- TASK GOAL: Go through the records and show each line where the word "blocks" occurs.

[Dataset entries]
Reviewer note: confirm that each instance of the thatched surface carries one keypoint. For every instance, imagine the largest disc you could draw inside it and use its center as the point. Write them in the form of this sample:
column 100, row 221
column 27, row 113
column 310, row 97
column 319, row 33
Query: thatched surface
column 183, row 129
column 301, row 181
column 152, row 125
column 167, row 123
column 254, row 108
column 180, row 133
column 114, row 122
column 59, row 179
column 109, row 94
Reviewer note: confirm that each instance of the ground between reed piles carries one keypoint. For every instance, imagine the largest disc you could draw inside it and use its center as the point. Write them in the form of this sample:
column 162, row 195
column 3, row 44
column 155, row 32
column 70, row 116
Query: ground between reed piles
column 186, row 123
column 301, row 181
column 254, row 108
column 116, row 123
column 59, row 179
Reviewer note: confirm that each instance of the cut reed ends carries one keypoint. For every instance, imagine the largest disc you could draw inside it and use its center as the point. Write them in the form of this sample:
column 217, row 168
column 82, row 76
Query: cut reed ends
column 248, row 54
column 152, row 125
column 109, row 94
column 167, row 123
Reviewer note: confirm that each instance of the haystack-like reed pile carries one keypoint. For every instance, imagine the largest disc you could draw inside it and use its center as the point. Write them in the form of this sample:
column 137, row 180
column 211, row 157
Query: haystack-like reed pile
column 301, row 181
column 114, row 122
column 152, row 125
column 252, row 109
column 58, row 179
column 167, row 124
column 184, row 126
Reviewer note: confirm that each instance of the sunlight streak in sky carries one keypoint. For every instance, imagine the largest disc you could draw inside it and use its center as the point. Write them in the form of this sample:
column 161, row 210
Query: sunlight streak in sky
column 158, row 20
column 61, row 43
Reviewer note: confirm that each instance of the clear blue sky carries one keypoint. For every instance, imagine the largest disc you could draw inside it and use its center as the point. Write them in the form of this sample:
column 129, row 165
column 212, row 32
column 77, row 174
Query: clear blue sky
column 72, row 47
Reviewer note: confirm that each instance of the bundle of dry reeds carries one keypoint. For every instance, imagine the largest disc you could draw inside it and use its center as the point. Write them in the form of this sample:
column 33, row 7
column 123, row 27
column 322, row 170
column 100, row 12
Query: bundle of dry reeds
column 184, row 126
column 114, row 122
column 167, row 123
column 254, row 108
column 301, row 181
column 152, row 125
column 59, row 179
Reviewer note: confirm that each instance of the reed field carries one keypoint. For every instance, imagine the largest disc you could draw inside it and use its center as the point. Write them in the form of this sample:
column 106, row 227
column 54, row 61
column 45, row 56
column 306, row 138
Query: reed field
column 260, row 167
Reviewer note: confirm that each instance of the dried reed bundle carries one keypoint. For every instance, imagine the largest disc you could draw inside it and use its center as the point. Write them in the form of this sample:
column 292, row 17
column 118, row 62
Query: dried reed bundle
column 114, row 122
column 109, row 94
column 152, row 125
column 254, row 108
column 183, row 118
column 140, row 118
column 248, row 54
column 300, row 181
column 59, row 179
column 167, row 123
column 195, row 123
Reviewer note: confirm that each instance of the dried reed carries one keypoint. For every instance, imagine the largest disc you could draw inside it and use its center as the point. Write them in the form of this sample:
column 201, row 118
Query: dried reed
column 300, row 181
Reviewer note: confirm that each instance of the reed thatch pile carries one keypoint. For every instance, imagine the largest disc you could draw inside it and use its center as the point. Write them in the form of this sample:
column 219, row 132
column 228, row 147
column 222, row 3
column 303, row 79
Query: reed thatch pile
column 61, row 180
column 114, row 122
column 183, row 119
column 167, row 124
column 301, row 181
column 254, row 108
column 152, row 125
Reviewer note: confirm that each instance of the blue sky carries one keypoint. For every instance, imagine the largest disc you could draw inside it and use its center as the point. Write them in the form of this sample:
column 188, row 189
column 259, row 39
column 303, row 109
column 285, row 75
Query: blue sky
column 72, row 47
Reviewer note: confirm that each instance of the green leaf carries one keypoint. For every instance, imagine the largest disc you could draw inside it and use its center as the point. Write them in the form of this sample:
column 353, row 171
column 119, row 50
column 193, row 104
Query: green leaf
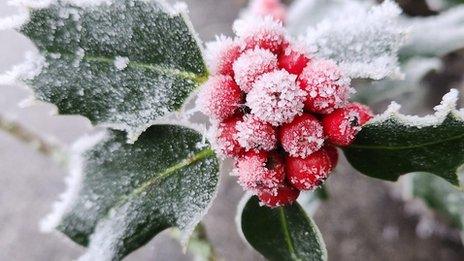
column 123, row 65
column 283, row 233
column 393, row 144
column 130, row 192
column 439, row 196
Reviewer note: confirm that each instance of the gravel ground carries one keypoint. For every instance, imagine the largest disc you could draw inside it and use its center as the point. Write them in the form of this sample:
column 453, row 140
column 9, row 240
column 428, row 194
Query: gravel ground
column 362, row 221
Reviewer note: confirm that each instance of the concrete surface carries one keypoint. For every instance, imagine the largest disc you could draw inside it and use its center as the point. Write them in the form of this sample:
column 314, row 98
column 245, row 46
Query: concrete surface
column 360, row 222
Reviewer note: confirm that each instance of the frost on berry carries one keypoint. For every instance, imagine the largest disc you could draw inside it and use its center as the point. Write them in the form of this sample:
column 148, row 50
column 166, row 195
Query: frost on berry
column 221, row 55
column 261, row 32
column 310, row 172
column 342, row 125
column 224, row 139
column 252, row 64
column 327, row 88
column 285, row 195
column 276, row 98
column 260, row 171
column 273, row 8
column 253, row 133
column 365, row 113
column 219, row 97
column 302, row 137
column 294, row 59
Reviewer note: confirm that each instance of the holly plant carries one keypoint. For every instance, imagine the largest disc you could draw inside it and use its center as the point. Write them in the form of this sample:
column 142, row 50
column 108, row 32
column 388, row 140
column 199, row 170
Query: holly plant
column 277, row 95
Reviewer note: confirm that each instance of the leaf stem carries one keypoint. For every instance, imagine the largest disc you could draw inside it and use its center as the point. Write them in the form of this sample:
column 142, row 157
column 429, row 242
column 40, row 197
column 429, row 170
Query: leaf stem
column 41, row 145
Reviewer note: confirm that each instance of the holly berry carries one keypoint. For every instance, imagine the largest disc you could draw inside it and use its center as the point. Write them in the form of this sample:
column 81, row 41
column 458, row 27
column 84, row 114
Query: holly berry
column 226, row 142
column 265, row 33
column 342, row 125
column 310, row 172
column 285, row 195
column 252, row 133
column 293, row 61
column 365, row 113
column 221, row 55
column 275, row 98
column 259, row 171
column 220, row 97
column 303, row 136
column 252, row 64
column 327, row 88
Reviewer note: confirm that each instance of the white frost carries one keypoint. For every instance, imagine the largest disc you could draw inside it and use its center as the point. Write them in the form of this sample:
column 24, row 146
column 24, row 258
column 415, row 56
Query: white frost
column 364, row 42
column 73, row 182
column 121, row 62
column 446, row 107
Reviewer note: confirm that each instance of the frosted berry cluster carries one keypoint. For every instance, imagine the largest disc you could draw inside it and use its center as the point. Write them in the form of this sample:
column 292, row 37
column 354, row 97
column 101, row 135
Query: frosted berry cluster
column 277, row 111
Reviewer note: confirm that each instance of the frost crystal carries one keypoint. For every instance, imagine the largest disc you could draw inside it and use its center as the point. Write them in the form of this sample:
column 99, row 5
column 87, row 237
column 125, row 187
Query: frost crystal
column 446, row 107
column 364, row 43
column 327, row 87
column 121, row 62
column 436, row 35
column 276, row 98
column 221, row 54
column 250, row 65
column 255, row 134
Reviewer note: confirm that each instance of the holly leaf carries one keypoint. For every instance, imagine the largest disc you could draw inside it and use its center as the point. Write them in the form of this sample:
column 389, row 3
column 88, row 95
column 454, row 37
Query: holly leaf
column 122, row 64
column 393, row 144
column 363, row 41
column 283, row 233
column 121, row 195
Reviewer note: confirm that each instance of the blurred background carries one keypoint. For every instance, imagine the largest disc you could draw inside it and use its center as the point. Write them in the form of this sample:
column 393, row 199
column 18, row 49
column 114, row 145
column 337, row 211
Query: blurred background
column 363, row 220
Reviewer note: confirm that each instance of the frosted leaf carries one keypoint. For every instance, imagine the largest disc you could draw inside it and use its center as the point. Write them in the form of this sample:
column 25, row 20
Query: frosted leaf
column 402, row 144
column 364, row 42
column 128, row 193
column 276, row 98
column 121, row 62
column 308, row 13
column 123, row 65
column 283, row 225
column 435, row 35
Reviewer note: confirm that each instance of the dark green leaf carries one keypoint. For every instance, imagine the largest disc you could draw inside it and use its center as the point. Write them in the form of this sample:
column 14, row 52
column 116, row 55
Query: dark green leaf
column 396, row 144
column 131, row 192
column 122, row 65
column 283, row 233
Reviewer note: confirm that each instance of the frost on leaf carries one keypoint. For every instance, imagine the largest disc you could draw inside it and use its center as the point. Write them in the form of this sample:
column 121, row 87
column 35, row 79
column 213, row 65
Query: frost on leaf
column 124, row 194
column 393, row 144
column 364, row 42
column 435, row 35
column 122, row 64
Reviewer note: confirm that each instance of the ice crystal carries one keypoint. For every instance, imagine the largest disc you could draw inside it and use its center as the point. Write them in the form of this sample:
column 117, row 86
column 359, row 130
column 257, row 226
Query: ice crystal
column 276, row 98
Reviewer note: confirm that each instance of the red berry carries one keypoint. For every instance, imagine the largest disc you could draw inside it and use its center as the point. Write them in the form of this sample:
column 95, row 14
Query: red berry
column 221, row 54
column 220, row 97
column 261, row 32
column 342, row 125
column 293, row 61
column 303, row 136
column 333, row 154
column 226, row 142
column 260, row 171
column 311, row 172
column 365, row 113
column 285, row 195
column 252, row 133
column 252, row 64
column 327, row 88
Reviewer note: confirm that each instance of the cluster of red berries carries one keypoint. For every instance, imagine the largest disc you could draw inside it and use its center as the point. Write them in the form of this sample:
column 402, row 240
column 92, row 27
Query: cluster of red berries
column 277, row 111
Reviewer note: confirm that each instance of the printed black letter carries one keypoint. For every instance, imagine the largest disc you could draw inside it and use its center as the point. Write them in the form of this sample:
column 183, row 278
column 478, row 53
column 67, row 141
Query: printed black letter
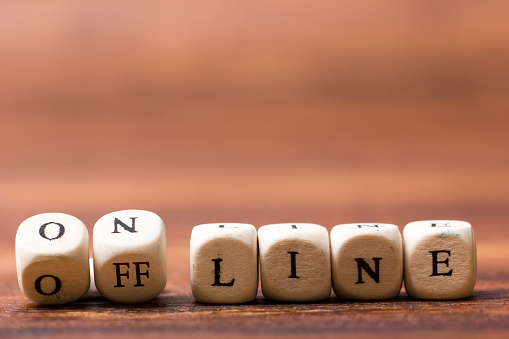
column 434, row 255
column 42, row 230
column 138, row 274
column 127, row 228
column 119, row 275
column 217, row 274
column 363, row 265
column 58, row 284
column 293, row 265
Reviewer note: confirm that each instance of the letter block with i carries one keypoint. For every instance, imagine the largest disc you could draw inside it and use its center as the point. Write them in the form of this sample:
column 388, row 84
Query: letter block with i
column 130, row 256
column 295, row 262
column 440, row 259
column 224, row 263
column 52, row 258
column 367, row 261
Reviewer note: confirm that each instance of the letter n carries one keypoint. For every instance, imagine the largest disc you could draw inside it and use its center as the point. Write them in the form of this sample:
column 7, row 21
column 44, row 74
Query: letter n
column 363, row 265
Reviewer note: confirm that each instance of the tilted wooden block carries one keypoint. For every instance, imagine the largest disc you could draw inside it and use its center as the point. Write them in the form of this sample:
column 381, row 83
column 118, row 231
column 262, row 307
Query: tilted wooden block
column 440, row 259
column 130, row 256
column 295, row 262
column 367, row 261
column 52, row 258
column 224, row 263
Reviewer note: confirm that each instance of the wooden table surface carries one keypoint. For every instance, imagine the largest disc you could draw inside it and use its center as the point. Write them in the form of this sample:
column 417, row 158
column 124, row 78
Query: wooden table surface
column 263, row 112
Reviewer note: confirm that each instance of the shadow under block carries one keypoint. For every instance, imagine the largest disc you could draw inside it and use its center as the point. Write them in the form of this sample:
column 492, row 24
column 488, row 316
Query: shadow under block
column 130, row 256
column 224, row 263
column 295, row 262
column 440, row 259
column 52, row 258
column 367, row 261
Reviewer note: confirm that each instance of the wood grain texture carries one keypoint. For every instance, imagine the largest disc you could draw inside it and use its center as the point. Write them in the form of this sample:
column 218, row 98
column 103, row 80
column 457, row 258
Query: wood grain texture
column 320, row 112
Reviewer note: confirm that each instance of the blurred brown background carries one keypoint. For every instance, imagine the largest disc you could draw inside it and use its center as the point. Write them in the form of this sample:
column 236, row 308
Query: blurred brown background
column 263, row 112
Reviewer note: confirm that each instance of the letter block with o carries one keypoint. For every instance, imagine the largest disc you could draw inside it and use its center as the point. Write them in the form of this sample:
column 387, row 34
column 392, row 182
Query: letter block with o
column 130, row 256
column 295, row 262
column 224, row 263
column 440, row 259
column 52, row 258
column 367, row 261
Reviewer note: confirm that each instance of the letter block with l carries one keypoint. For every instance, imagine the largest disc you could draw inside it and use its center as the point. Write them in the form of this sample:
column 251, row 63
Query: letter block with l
column 367, row 261
column 440, row 259
column 52, row 258
column 224, row 263
column 130, row 256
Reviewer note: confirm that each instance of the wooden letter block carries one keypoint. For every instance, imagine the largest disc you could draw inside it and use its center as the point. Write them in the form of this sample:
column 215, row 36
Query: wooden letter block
column 224, row 263
column 440, row 259
column 52, row 258
column 130, row 256
column 367, row 261
column 295, row 262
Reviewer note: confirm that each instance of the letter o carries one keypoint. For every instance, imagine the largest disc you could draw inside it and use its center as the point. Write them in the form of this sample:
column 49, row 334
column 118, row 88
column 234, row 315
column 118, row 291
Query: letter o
column 42, row 230
column 58, row 284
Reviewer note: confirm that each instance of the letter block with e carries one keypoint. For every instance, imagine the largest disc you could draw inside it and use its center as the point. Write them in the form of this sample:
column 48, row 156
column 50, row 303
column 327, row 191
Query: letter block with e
column 130, row 256
column 224, row 263
column 295, row 262
column 52, row 258
column 440, row 259
column 367, row 261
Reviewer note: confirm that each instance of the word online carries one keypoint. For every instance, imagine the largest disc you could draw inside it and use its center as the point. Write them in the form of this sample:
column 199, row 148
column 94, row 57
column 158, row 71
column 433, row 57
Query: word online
column 296, row 262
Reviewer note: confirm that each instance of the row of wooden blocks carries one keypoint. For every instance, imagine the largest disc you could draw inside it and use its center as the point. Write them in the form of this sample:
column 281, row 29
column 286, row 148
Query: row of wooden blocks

- EXERCISE OUTPUT:
Reviewer note: confirm that each instance of the row of wooden blocks carries one keypoint. For every instance, imagine the largest disc you could draw inside it and use its center as the point. Write them in the form of this sample:
Query: row of wooden blocks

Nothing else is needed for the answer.